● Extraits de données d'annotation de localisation

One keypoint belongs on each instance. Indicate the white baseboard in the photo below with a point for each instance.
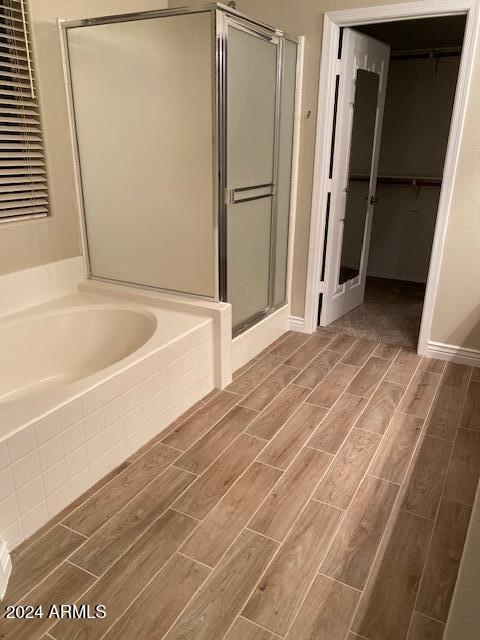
(452, 353)
(296, 324)
(5, 567)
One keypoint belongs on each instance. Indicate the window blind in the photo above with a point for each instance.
(23, 179)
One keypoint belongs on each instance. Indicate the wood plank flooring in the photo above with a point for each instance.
(324, 495)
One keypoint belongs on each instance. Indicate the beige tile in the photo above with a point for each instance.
(332, 387)
(115, 537)
(423, 628)
(464, 469)
(64, 585)
(381, 407)
(245, 630)
(403, 367)
(254, 375)
(360, 353)
(311, 348)
(279, 594)
(278, 411)
(269, 388)
(48, 526)
(443, 560)
(292, 436)
(219, 529)
(39, 560)
(115, 495)
(331, 433)
(200, 422)
(280, 510)
(419, 396)
(326, 613)
(387, 603)
(353, 550)
(124, 581)
(456, 375)
(432, 365)
(387, 351)
(207, 490)
(210, 446)
(471, 411)
(396, 450)
(368, 378)
(444, 416)
(342, 343)
(425, 481)
(318, 369)
(215, 607)
(288, 346)
(348, 468)
(157, 608)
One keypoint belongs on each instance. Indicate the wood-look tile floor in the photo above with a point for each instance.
(324, 495)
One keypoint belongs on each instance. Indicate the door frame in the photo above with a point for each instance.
(333, 22)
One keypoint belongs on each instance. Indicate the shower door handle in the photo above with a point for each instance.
(247, 194)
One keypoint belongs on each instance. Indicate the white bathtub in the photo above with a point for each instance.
(50, 349)
(86, 380)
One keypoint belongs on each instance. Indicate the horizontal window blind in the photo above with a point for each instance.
(23, 178)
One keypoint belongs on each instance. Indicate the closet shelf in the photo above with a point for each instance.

● TÂCHE À RÉALISER
Pouvez-vous recopier le passage allant de la ligne contenant « One keypoint belongs on each instance. Indicate the horizontal » jusqu'à la fin des enregistrements, ces deux bornes comprises et consignes incluses, en décalant de +45 chacune des coordonnées données dans les réponses ?

● RÉPONSE À LA TÂCHE
One keypoint belongs on each instance. Indicate the horizontal window blind in the photo above with a point for each instance.
(68, 223)
One keypoint belongs on each instance. Indicate the closet shelf in the photo above with a point for each instance.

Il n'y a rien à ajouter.